• **DATA PROVIDED**

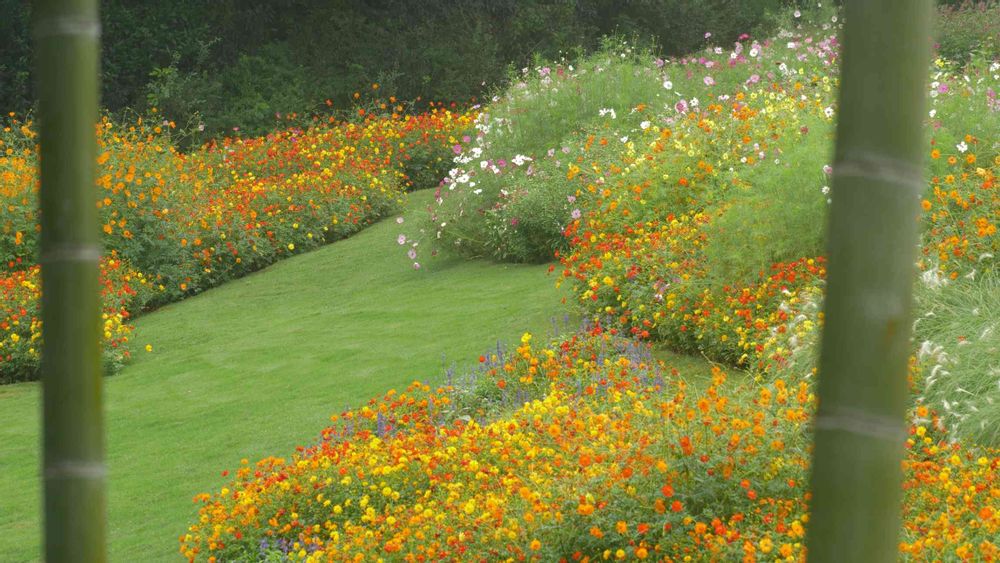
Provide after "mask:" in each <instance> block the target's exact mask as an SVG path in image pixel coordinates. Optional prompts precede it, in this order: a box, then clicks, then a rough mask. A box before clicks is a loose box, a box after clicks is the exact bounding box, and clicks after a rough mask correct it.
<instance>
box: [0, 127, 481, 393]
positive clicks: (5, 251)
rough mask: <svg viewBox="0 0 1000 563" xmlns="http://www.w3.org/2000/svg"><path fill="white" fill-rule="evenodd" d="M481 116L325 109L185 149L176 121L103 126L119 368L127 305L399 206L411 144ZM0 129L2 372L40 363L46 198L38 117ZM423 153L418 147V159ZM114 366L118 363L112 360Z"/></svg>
mask: <svg viewBox="0 0 1000 563" xmlns="http://www.w3.org/2000/svg"><path fill="white" fill-rule="evenodd" d="M470 121H471V118H470V117H468V116H465V115H462V114H452V113H451V112H448V111H440V112H438V111H435V112H433V113H429V114H427V115H421V116H401V115H396V116H392V115H385V116H374V115H369V116H368V117H367V118H365V119H363V120H359V121H357V122H345V123H340V122H332V123H330V122H317V123H315V124H313V125H312V126H310V127H308V128H297V127H292V128H288V129H283V130H279V131H276V132H274V133H272V134H270V135H268V136H266V137H260V138H227V139H224V140H222V141H220V142H218V143H212V144H209V145H206V146H204V147H202V148H201V149H198V150H194V151H192V152H189V153H187V154H184V153H180V152H178V151H177V150H176V148H175V146H174V144H173V138H174V137H173V135H174V133H173V131H174V127H175V125H174V124H173V123H172V122H170V121H168V120H164V121H161V117H160V116H159V115H157V114H153V115H152V117H151V118H146V119H142V118H137V119H136V121H135V122H134V123H133V124H129V125H128V126H122V125H120V124H116V123H114V122H113V121H112V120H111V119H110V118H104V119H103V120H102V122H101V123H100V124H99V126H98V127H97V142H98V153H99V156H98V171H97V193H98V200H97V202H96V203H97V206H98V208H99V210H100V220H101V223H102V224H101V229H102V232H103V235H102V236H103V241H102V242H103V244H104V247H105V249H106V254H107V260H106V262H105V264H104V266H103V268H102V271H103V272H104V282H105V286H106V287H105V290H104V296H105V314H106V319H105V321H106V323H109V324H107V326H106V327H105V328H106V330H105V349H106V355H107V357H108V359H109V361H108V366H109V368H114V367H115V366H117V365H120V364H121V363H122V362H123V361H124V360H125V359H126V358H127V356H128V349H127V340H128V338H127V337H128V334H129V332H130V331H131V327H130V326H129V325H128V319H129V318H130V316H131V315H134V314H138V313H139V312H141V311H142V310H143V309H144V308H146V307H147V306H158V305H161V304H163V303H167V302H171V301H176V300H178V299H182V298H184V297H186V296H189V295H191V294H194V293H197V292H200V291H204V290H206V289H208V288H210V287H213V286H215V285H218V284H220V283H223V282H225V281H227V280H230V279H233V278H235V277H238V276H242V275H244V274H246V273H249V272H252V271H254V270H257V269H260V268H262V267H264V266H267V265H269V264H271V263H273V262H275V261H277V260H280V259H282V258H285V257H287V256H291V255H293V254H296V253H300V252H303V251H305V250H308V249H310V248H314V247H316V246H318V245H320V244H323V243H325V242H330V241H333V240H337V239H340V238H343V237H346V236H349V235H350V234H353V233H354V232H357V231H358V230H360V229H362V228H364V227H365V226H366V225H368V224H370V223H371V222H373V221H375V220H377V219H378V218H380V217H383V216H385V215H387V214H389V213H390V212H392V211H393V210H394V209H395V208H396V206H397V205H398V203H399V200H400V198H401V197H402V196H403V184H404V181H406V178H405V174H404V170H410V171H411V173H412V174H422V173H424V168H423V167H422V166H420V165H419V164H418V165H414V164H410V165H409V167H408V168H407V167H405V166H404V162H407V157H408V156H409V153H410V151H415V150H417V151H424V154H441V153H442V152H445V151H447V150H448V149H447V146H448V142H449V141H448V139H449V138H452V137H453V135H454V134H456V132H458V131H461V130H463V129H464V128H465V127H467V126H468V123H469V122H470ZM5 125H6V126H5V127H4V129H3V131H2V132H0V150H2V151H3V153H0V179H2V183H0V204H2V205H3V207H4V209H5V214H4V218H3V219H2V222H0V265H2V266H0V288H2V289H3V292H4V294H5V295H4V297H5V298H4V305H3V308H2V309H0V382H9V381H14V380H22V379H26V378H28V379H30V378H35V377H37V373H38V352H39V349H40V345H41V342H40V341H39V338H40V336H41V332H40V326H39V322H38V319H37V308H38V305H37V301H38V299H39V286H38V282H37V277H38V267H37V266H35V265H34V257H35V256H36V254H37V244H38V232H39V227H38V211H37V209H36V206H35V198H36V192H37V189H38V184H37V180H36V165H37V157H36V154H37V153H36V149H35V141H36V140H35V133H34V131H33V129H32V123H31V122H30V120H28V121H25V122H22V121H19V120H17V119H15V118H11V119H9V120H7V122H6V123H5ZM411 160H412V159H411ZM112 371H113V370H112Z"/></svg>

• **WHAT IS BEING ASKED**
Present every line of the items above as a Markdown table with the columns No. and Text, numbering each row, skipping blank lines, and leaving the pictures out.

• **TASK RESPONSE**
| No. | Text |
|---|---|
| 1 | Provide after "mask:" in each <instance> block the target's exact mask as an SVG path in image pixel coordinates. Optional prompts precede it, in this order: a box, then clicks, then a rough mask. A box before clicks is a loose box, a box after clicks is the exact bounding box, and clicks after a rough mask correct it. |
| 2 | <instance> |
| 3 | box: [0, 127, 481, 393] |
| 4 | positive clicks: (5, 251) |
| 5 | rough mask: <svg viewBox="0 0 1000 563" xmlns="http://www.w3.org/2000/svg"><path fill="white" fill-rule="evenodd" d="M481 116L325 109L185 149L176 121L103 126L119 368L127 305L399 206L411 144ZM0 129L2 372L40 363L46 198L38 117ZM423 153L418 147V159ZM114 366L118 363L112 360Z"/></svg> |
| 6 | mask: <svg viewBox="0 0 1000 563" xmlns="http://www.w3.org/2000/svg"><path fill="white" fill-rule="evenodd" d="M470 121H471V118H470V117H468V116H465V115H462V114H452V113H451V112H448V111H440V112H438V111H435V112H433V113H429V114H427V115H421V116H401V115H396V116H392V115H385V116H374V115H369V116H368V117H367V118H365V119H363V120H359V121H357V122H345V123H340V122H332V123H330V122H317V123H315V124H313V125H312V126H310V127H308V128H297V127H292V128H288V129H283V130H279V131H276V132H274V133H272V134H270V135H268V136H266V137H260V138H227V139H224V140H222V141H220V142H218V143H212V144H209V145H206V146H204V147H202V148H201V149H198V150H194V151H192V152H189V153H187V154H184V153H180V152H178V151H177V150H176V148H175V146H174V144H173V138H174V137H173V135H174V133H173V131H174V127H175V125H174V124H173V123H172V122H170V121H168V120H164V121H161V117H160V116H159V115H157V114H153V115H152V117H151V118H146V119H142V118H137V119H136V121H135V122H134V123H133V124H129V125H128V126H122V125H120V124H116V123H114V122H113V121H112V120H111V119H110V118H104V119H103V120H102V122H101V123H100V124H99V126H98V127H97V142H98V153H99V156H98V171H97V193H98V200H97V202H96V203H97V206H98V208H99V210H100V220H101V223H102V224H101V229H102V232H103V235H102V236H103V241H102V242H103V244H104V247H105V249H106V254H107V260H106V262H105V264H104V266H103V268H102V271H103V272H104V282H105V286H106V287H105V290H104V296H105V314H106V319H105V321H106V323H109V324H107V326H106V327H105V328H106V330H105V349H106V355H107V357H108V359H109V361H108V366H109V368H114V367H115V366H117V365H120V364H121V363H122V362H123V361H124V360H125V359H126V358H127V356H128V349H127V340H128V338H127V337H128V334H129V332H130V331H131V327H130V326H129V325H128V319H129V318H130V316H131V315H134V314H138V313H139V312H141V311H142V310H143V309H144V308H146V307H147V306H158V305H161V304H163V303H167V302H171V301H176V300H178V299H182V298H184V297H186V296H189V295H191V294H194V293H197V292H200V291H204V290H206V289H208V288H210V287H213V286H215V285H218V284H220V283H223V282H225V281H227V280H230V279H233V278H235V277H238V276H242V275H244V274H246V273H249V272H252V271H254V270H257V269H260V268H262V267H264V266H267V265H269V264H271V263H273V262H275V261H277V260H280V259H282V258H285V257H287V256H291V255H293V254H296V253H300V252H303V251H305V250H308V249H310V248H314V247H316V246H318V245H320V244H323V243H325V242H330V241H333V240H337V239H340V238H343V237H346V236H349V235H350V234H353V233H354V232H357V231H358V230H360V229H362V228H364V227H365V226H366V225H368V224H370V223H371V222H373V221H375V220H377V219H378V218H380V217H383V216H385V215H387V214H389V213H390V212H392V211H393V210H394V209H395V208H396V206H397V205H398V203H399V200H400V198H401V197H402V196H403V184H404V181H406V178H405V174H404V170H410V171H411V173H412V174H422V173H424V168H423V167H422V166H420V165H419V164H418V165H414V164H410V165H409V167H408V168H407V167H405V166H404V162H407V157H408V156H409V153H410V151H415V150H417V151H424V154H441V153H442V152H445V151H447V150H448V149H447V146H448V142H449V141H448V139H449V138H452V137H453V135H454V134H456V132H458V131H461V130H463V129H464V128H465V127H467V126H468V123H469V122H470ZM5 125H6V126H5V127H4V129H3V131H2V132H0V150H2V151H3V153H0V179H2V183H0V204H2V205H3V207H4V209H5V214H4V218H3V219H2V222H0V265H2V266H0V288H2V289H3V292H4V294H5V295H4V297H5V298H4V305H3V308H2V309H0V382H9V381H14V380H22V379H26V378H28V379H30V378H35V377H37V373H38V352H39V349H40V345H41V342H40V341H39V338H40V336H41V332H40V326H39V322H38V319H37V308H38V305H37V301H38V299H39V286H38V282H37V277H38V267H37V266H35V265H34V257H35V256H36V254H37V244H38V232H39V227H38V211H37V209H36V206H35V198H36V192H37V189H38V184H37V180H36V165H37V157H36V154H37V153H36V149H35V141H36V140H35V133H34V131H33V129H32V123H31V122H30V120H28V121H25V122H22V121H19V120H17V119H15V118H11V119H9V120H7V122H6V123H5ZM411 160H412V159H411ZM112 371H113V370H112Z"/></svg> |